> _WHAT YOU SHOULD DO_: Count the lines in the records below that contain the string "desert", matching case exactly. Reply with the number only.
+++++
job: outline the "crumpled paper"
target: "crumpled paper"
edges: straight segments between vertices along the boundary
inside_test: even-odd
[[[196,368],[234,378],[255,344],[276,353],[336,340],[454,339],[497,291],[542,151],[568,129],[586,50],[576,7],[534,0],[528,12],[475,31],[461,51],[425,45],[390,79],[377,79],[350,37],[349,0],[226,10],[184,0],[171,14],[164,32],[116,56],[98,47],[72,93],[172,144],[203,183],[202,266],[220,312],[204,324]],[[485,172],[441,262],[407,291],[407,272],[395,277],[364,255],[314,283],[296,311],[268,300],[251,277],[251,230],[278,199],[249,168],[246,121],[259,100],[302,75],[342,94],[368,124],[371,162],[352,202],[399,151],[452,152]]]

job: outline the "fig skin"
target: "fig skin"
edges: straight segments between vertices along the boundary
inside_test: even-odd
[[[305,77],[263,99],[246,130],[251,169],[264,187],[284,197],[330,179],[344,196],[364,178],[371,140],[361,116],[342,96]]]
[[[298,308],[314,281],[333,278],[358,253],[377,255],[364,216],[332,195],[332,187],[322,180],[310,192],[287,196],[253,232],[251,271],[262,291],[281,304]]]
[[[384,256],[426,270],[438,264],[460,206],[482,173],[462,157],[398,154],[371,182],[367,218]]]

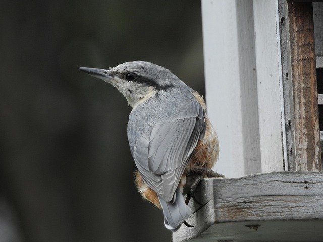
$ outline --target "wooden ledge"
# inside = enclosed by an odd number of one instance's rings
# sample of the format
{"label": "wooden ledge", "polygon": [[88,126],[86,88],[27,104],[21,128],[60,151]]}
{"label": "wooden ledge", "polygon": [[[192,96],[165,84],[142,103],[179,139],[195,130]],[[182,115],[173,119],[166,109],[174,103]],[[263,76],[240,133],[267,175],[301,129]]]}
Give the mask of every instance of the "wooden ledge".
{"label": "wooden ledge", "polygon": [[[207,203],[173,234],[185,241],[322,241],[323,173],[273,172],[203,180],[197,197]],[[200,205],[189,204],[193,211]],[[283,236],[284,235],[284,236]]]}

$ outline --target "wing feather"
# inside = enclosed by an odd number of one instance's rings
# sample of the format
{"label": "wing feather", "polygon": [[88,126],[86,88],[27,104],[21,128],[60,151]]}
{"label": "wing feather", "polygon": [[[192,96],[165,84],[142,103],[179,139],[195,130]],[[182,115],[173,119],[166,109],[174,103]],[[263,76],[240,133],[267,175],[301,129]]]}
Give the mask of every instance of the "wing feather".
{"label": "wing feather", "polygon": [[[204,111],[195,98],[176,105],[175,111],[165,110],[165,115],[136,139],[129,137],[133,132],[129,127],[139,125],[130,118],[128,124],[129,143],[138,169],[147,185],[166,201],[172,200],[205,129]],[[164,104],[160,108],[163,106],[170,106]]]}

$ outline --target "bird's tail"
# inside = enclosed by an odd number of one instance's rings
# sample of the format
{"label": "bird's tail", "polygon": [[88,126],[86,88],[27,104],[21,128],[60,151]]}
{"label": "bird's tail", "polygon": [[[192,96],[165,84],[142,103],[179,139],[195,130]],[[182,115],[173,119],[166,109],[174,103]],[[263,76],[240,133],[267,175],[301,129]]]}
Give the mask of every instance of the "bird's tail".
{"label": "bird's tail", "polygon": [[158,195],[164,214],[164,223],[166,228],[175,232],[191,214],[191,209],[186,205],[184,197],[177,188],[171,202],[166,202]]}

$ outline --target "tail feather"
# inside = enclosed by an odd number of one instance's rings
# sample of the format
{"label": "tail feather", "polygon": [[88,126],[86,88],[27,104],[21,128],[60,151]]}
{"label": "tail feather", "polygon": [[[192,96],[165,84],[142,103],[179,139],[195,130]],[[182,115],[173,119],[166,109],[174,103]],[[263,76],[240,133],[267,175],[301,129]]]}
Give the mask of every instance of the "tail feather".
{"label": "tail feather", "polygon": [[178,188],[176,189],[174,198],[171,202],[166,202],[159,195],[158,198],[163,209],[165,227],[175,232],[190,216],[192,211],[185,203],[184,197]]}

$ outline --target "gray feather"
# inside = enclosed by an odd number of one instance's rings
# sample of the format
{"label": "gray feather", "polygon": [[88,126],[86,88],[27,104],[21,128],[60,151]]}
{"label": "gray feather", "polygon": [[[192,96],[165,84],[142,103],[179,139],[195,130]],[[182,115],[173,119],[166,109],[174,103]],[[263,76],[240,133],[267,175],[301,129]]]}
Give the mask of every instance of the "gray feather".
{"label": "gray feather", "polygon": [[166,228],[173,232],[176,231],[192,213],[190,208],[185,204],[179,189],[176,190],[174,196],[175,199],[173,203],[166,202],[162,197],[158,196],[163,209],[164,224]]}
{"label": "gray feather", "polygon": [[173,199],[205,129],[203,115],[186,85],[159,92],[130,114],[128,139],[138,169],[145,183],[166,201]]}

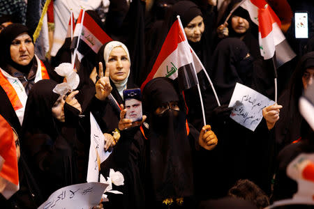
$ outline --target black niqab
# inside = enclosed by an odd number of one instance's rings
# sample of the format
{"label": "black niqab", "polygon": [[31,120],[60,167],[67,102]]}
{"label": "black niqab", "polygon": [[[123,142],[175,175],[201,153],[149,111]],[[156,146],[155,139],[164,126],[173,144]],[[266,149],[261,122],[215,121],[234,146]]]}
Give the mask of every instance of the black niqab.
{"label": "black niqab", "polygon": [[[0,33],[0,45],[1,46],[0,67],[12,76],[18,78],[28,95],[34,83],[38,67],[37,61],[34,56],[28,65],[20,65],[12,60],[10,51],[12,41],[23,33],[27,33],[29,35],[28,28],[19,23],[12,24],[1,31]],[[33,38],[31,36],[29,36]]]}
{"label": "black niqab", "polygon": [[[185,28],[188,23],[195,17],[202,16],[200,8],[193,2],[190,1],[181,1],[173,5],[173,15],[177,18],[177,15],[180,15],[182,26]],[[174,20],[175,20],[174,18]]]}
{"label": "black niqab", "polygon": [[217,45],[209,76],[221,104],[229,103],[237,82],[251,84],[253,63],[250,56],[244,59],[248,53],[246,45],[239,38],[226,38]]}
{"label": "black niqab", "polygon": [[[22,66],[15,63],[12,60],[10,52],[10,46],[12,41],[19,35],[25,32],[29,33],[29,29],[24,24],[20,23],[12,24],[4,28],[4,29],[1,31],[0,33],[0,44],[1,46],[0,49],[1,63],[0,65],[1,68],[5,66],[6,63],[8,63],[10,65],[13,65],[13,67],[18,70],[21,68],[22,70],[20,70],[20,72],[25,72],[22,68],[25,68],[26,66]],[[31,36],[29,36],[31,38]],[[30,64],[31,63],[32,63],[31,61]]]}
{"label": "black niqab", "polygon": [[25,107],[24,132],[40,130],[50,136],[58,134],[52,112],[54,104],[60,96],[52,91],[57,84],[53,80],[43,79],[33,85]]}
{"label": "black niqab", "polygon": [[[177,92],[173,81],[165,77],[151,80],[143,90],[143,105],[150,121],[149,162],[155,201],[190,196],[194,192],[186,116]],[[179,111],[154,113],[156,107],[171,101],[179,102]]]}

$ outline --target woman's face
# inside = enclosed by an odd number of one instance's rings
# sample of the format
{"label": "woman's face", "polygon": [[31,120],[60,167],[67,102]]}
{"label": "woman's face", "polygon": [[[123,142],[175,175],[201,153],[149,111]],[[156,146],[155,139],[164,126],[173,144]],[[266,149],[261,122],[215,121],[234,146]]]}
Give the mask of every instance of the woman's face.
{"label": "woman's face", "polygon": [[178,102],[170,102],[167,103],[163,104],[161,106],[157,107],[157,109],[155,110],[155,114],[156,115],[161,115],[166,110],[170,109],[176,110],[177,111],[179,111],[180,108],[179,107]]}
{"label": "woman's face", "polygon": [[122,47],[117,47],[111,51],[106,68],[109,68],[109,75],[113,81],[124,80],[128,75],[130,65],[128,55]]}
{"label": "woman's face", "polygon": [[60,96],[52,108],[52,116],[60,122],[65,122],[63,106],[66,101],[63,96]]}
{"label": "woman's face", "polygon": [[33,41],[27,33],[17,36],[10,46],[10,54],[12,60],[20,65],[27,65],[34,56]]}
{"label": "woman's face", "polygon": [[198,15],[188,24],[184,28],[184,32],[188,40],[196,42],[201,40],[204,29],[203,17]]}
{"label": "woman's face", "polygon": [[308,86],[314,82],[314,68],[306,70],[302,76],[303,88],[306,89]]}
{"label": "woman's face", "polygon": [[250,24],[244,18],[233,16],[231,19],[231,26],[237,33],[244,33],[248,29]]}

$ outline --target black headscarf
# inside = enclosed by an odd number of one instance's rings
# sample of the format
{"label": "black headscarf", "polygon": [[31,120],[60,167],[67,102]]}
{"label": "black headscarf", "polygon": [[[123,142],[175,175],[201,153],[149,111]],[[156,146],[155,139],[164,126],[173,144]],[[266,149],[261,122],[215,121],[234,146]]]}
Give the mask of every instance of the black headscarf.
{"label": "black headscarf", "polygon": [[43,79],[36,83],[29,93],[22,125],[22,132],[48,134],[55,137],[57,133],[52,108],[59,95],[52,91],[57,83]]}
{"label": "black headscarf", "polygon": [[[245,33],[237,33],[236,31],[234,31],[234,30],[232,28],[232,24],[231,24],[231,20],[232,19],[232,17],[234,16],[240,17],[243,19],[246,20],[248,22],[248,24],[249,24],[248,29]],[[230,19],[229,19],[229,20],[228,20],[228,25],[229,25],[229,37],[239,37],[239,38],[242,36],[244,36],[250,31],[250,29],[252,27],[253,22],[251,20],[251,17],[250,17],[250,15],[248,14],[248,12],[240,6],[233,12],[232,15],[231,16]]]}
{"label": "black headscarf", "polygon": [[7,22],[13,22],[13,17],[10,15],[4,15],[0,17],[0,24]]}
{"label": "black headscarf", "polygon": [[[11,59],[10,47],[12,41],[19,35],[27,33],[28,28],[20,23],[12,24],[6,27],[0,33],[0,67],[12,76],[17,77],[23,84],[26,93],[28,95],[34,83],[37,71],[37,61],[33,56],[27,65],[21,65]],[[32,38],[32,36],[29,36]],[[26,79],[25,79],[26,78]]]}
{"label": "black headscarf", "polygon": [[[193,194],[191,150],[187,136],[186,116],[173,81],[158,77],[143,90],[143,106],[147,112],[149,130],[150,178],[155,201],[190,196]],[[167,109],[161,115],[157,107],[179,102],[179,111]]]}
{"label": "black headscarf", "polygon": [[275,125],[278,151],[301,137],[302,117],[299,111],[299,99],[304,90],[302,76],[306,70],[311,67],[314,67],[314,52],[301,57],[291,77],[288,88],[278,99],[278,104],[283,105],[283,109]]}
{"label": "black headscarf", "polygon": [[[1,46],[0,49],[1,63],[0,65],[1,68],[3,68],[6,63],[8,63],[9,65],[13,65],[17,70],[23,68],[27,68],[26,66],[22,66],[15,63],[12,60],[10,53],[10,46],[12,41],[17,36],[25,32],[29,35],[29,29],[24,24],[20,23],[12,24],[4,28],[1,31],[1,33],[0,33],[0,44]],[[31,36],[31,38],[33,39],[31,35],[29,35],[29,36]],[[31,64],[32,61],[30,62],[29,65],[31,65]],[[20,71],[23,72],[23,70]]]}
{"label": "black headscarf", "polygon": [[[231,21],[234,16],[242,17],[243,19],[245,19],[248,22],[248,29],[244,33],[238,33],[233,29]],[[253,23],[251,20],[248,12],[241,6],[239,7],[233,12],[232,16],[228,20],[228,24],[229,37],[241,38],[242,36],[244,36],[242,39],[242,41],[244,42],[244,43],[248,47],[248,49],[250,50],[250,54],[255,59],[261,57],[260,45],[258,44],[258,28],[256,24]]]}
{"label": "black headscarf", "polygon": [[237,82],[250,86],[253,62],[251,56],[244,59],[248,53],[246,45],[239,38],[226,38],[217,45],[209,76],[221,104],[229,103]]}

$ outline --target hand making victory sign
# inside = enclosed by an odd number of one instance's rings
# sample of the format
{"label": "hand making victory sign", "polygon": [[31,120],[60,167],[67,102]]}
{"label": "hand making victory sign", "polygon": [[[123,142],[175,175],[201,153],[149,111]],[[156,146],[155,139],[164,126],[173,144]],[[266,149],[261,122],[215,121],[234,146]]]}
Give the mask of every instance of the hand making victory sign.
{"label": "hand making victory sign", "polygon": [[106,68],[105,75],[103,75],[103,63],[99,63],[99,79],[96,84],[96,98],[100,100],[105,100],[110,93],[112,87],[109,79],[109,68]]}
{"label": "hand making victory sign", "polygon": [[211,130],[209,125],[206,125],[202,128],[198,137],[198,143],[202,147],[208,150],[211,150],[217,145],[217,137]]}

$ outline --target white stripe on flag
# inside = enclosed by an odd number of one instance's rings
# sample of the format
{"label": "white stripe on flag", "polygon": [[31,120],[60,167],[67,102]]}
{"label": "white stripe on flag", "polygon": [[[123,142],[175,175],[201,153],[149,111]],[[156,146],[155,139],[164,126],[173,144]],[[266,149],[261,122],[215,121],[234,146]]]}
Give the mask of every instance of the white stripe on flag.
{"label": "white stripe on flag", "polygon": [[190,51],[186,50],[187,44],[188,45],[186,40],[178,44],[177,49],[160,64],[154,78],[167,77],[172,79],[175,79],[178,77],[178,69],[181,66],[192,63]]}
{"label": "white stripe on flag", "polygon": [[20,183],[16,185],[10,181],[0,176],[0,193],[9,199],[20,189]]}
{"label": "white stripe on flag", "polygon": [[249,11],[251,20],[257,25],[258,24],[258,7],[251,2],[250,0],[245,1],[241,4],[241,7]]}
{"label": "white stripe on flag", "polygon": [[262,38],[260,32],[258,33],[260,54],[264,56],[264,59],[273,57],[275,53],[275,46],[285,39],[276,22],[272,24],[272,31],[264,38]]}
{"label": "white stripe on flag", "polygon": [[83,25],[82,29],[81,39],[86,42],[89,47],[91,47],[95,53],[98,53],[99,49],[103,44],[101,42],[91,33],[89,30]]}

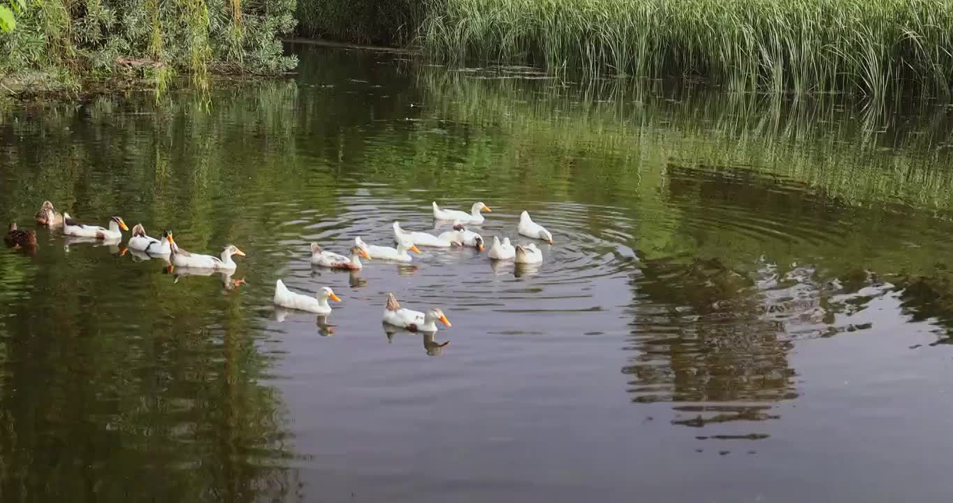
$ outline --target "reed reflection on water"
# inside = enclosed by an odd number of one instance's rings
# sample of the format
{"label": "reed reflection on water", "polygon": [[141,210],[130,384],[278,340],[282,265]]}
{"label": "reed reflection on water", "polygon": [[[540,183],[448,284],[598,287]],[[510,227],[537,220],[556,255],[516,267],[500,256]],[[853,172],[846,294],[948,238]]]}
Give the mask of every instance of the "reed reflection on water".
{"label": "reed reflection on water", "polygon": [[[170,273],[55,231],[0,253],[5,498],[943,493],[922,453],[948,443],[943,111],[296,50],[297,78],[208,111],[179,92],[5,112],[6,220],[50,199],[248,255],[231,275]],[[439,230],[435,200],[486,201],[489,241],[519,242],[529,211],[555,244],[536,268],[471,249],[308,263],[313,241],[389,244],[395,220]],[[276,309],[277,278],[344,302]],[[382,327],[387,292],[454,327]],[[866,447],[884,429],[901,440]],[[865,486],[827,448],[868,475],[910,468]],[[777,476],[797,471],[815,485]]]}

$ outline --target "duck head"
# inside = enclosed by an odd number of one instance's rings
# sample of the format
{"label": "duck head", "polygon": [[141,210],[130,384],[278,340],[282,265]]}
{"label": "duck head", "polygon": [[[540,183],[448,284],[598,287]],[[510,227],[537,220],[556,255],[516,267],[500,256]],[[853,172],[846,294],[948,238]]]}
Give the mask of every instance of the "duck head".
{"label": "duck head", "polygon": [[367,252],[367,250],[364,250],[357,245],[351,247],[351,256],[361,256],[371,260],[371,254]]}
{"label": "duck head", "polygon": [[481,201],[477,201],[474,203],[474,206],[470,209],[470,213],[477,215],[480,211],[490,211],[492,213],[493,210],[490,210],[490,207],[486,206]]}
{"label": "duck head", "polygon": [[[119,229],[122,229],[123,231],[129,231],[129,227],[126,227],[126,222],[123,221],[121,216],[113,216],[110,220],[115,222],[115,224],[119,226]],[[110,227],[112,227],[112,223],[110,224]],[[145,231],[143,231],[143,233],[145,233]]]}
{"label": "duck head", "polygon": [[431,308],[424,313],[424,323],[433,323],[435,321],[439,321],[447,327],[451,326],[450,320],[447,319],[447,316],[439,308]]}
{"label": "duck head", "polygon": [[327,301],[328,299],[334,300],[335,302],[340,302],[341,298],[335,294],[335,291],[328,287],[324,287],[317,291],[317,299]]}

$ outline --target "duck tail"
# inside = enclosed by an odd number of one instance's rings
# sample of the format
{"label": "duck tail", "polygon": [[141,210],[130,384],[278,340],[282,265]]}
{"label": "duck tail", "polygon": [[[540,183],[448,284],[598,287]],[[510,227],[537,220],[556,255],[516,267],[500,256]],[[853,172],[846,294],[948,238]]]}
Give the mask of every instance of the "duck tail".
{"label": "duck tail", "polygon": [[387,293],[387,311],[400,311],[400,303],[393,292]]}

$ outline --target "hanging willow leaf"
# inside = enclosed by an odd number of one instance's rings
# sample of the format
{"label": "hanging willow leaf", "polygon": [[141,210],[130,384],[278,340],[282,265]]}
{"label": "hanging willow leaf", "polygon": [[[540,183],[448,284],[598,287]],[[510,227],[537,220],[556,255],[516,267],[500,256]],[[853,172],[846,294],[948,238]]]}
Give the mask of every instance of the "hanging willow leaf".
{"label": "hanging willow leaf", "polygon": [[16,20],[13,19],[13,12],[7,7],[0,6],[0,31],[12,31],[16,28]]}

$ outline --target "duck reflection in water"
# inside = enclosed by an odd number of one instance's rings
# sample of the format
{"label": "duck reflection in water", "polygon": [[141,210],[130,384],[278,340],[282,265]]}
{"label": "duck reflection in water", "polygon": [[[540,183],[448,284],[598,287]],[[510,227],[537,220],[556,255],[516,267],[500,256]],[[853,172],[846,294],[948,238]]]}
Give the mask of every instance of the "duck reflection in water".
{"label": "duck reflection in water", "polygon": [[[284,323],[285,318],[290,314],[303,314],[311,315],[310,312],[304,311],[290,310],[287,308],[282,308],[281,306],[274,306],[274,315],[272,317],[274,321],[278,323]],[[314,324],[317,326],[317,333],[322,337],[330,337],[335,334],[335,326],[328,323],[328,314],[318,314],[316,316]]]}
{"label": "duck reflection in water", "polygon": [[76,245],[91,245],[94,247],[106,246],[110,247],[110,252],[113,255],[119,254],[119,243],[121,239],[98,239],[95,237],[86,237],[86,236],[66,236],[63,239],[63,250],[67,253],[70,252],[70,247]]}
{"label": "duck reflection in water", "polygon": [[513,275],[520,278],[530,277],[539,273],[539,264],[514,264]]}
{"label": "duck reflection in water", "polygon": [[214,270],[214,269],[205,269],[205,268],[187,268],[187,267],[175,267],[172,265],[168,265],[163,268],[163,271],[173,274],[173,283],[178,283],[180,279],[187,276],[212,276],[218,275],[218,278],[222,282],[222,288],[225,290],[234,290],[241,285],[246,284],[244,278],[242,279],[232,279],[232,275],[234,274],[234,271],[229,270]]}
{"label": "duck reflection in water", "polygon": [[443,354],[443,349],[450,344],[450,341],[436,342],[435,336],[436,332],[411,332],[407,329],[401,329],[395,327],[394,325],[389,325],[387,323],[382,323],[381,326],[384,328],[384,334],[387,335],[387,343],[391,344],[394,342],[394,335],[397,332],[400,333],[416,333],[423,335],[423,350],[430,356],[438,356]]}

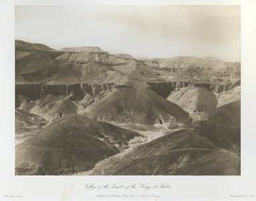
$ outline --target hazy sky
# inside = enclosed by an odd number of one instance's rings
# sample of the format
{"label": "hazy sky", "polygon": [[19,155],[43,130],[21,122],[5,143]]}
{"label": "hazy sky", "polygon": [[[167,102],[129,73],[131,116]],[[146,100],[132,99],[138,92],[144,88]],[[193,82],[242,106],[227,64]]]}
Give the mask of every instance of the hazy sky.
{"label": "hazy sky", "polygon": [[136,58],[240,61],[240,7],[16,6],[15,39],[59,49],[96,46]]}

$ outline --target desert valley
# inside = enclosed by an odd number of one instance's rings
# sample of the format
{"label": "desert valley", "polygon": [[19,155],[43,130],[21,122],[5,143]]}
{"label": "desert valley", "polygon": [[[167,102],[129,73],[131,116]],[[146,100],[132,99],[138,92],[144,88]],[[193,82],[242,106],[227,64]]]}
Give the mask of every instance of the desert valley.
{"label": "desert valley", "polygon": [[240,63],[15,41],[16,175],[239,175]]}

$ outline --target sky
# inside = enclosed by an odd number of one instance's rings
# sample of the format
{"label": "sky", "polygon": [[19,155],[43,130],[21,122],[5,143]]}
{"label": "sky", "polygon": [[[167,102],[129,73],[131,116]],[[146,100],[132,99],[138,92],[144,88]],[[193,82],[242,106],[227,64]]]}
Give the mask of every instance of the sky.
{"label": "sky", "polygon": [[15,39],[135,58],[240,62],[239,5],[16,6]]}

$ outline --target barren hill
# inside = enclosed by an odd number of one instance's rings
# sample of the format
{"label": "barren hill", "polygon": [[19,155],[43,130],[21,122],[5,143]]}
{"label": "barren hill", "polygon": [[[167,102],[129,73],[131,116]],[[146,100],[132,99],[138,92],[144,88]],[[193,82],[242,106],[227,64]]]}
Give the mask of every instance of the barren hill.
{"label": "barren hill", "polygon": [[234,102],[213,109],[201,122],[105,159],[96,164],[93,174],[239,174],[239,104]]}
{"label": "barren hill", "polygon": [[117,146],[139,135],[80,115],[67,116],[17,145],[16,174],[87,170],[97,162],[118,153]]}

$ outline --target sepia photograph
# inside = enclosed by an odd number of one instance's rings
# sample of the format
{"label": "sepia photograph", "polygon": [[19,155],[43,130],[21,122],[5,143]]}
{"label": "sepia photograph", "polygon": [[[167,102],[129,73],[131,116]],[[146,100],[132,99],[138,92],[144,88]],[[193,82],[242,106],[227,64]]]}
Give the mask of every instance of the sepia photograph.
{"label": "sepia photograph", "polygon": [[16,5],[15,174],[241,175],[240,5]]}

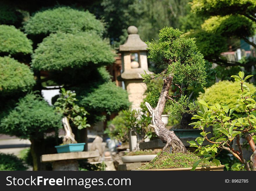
+++++
> _CORRECT RESPONSE_: 5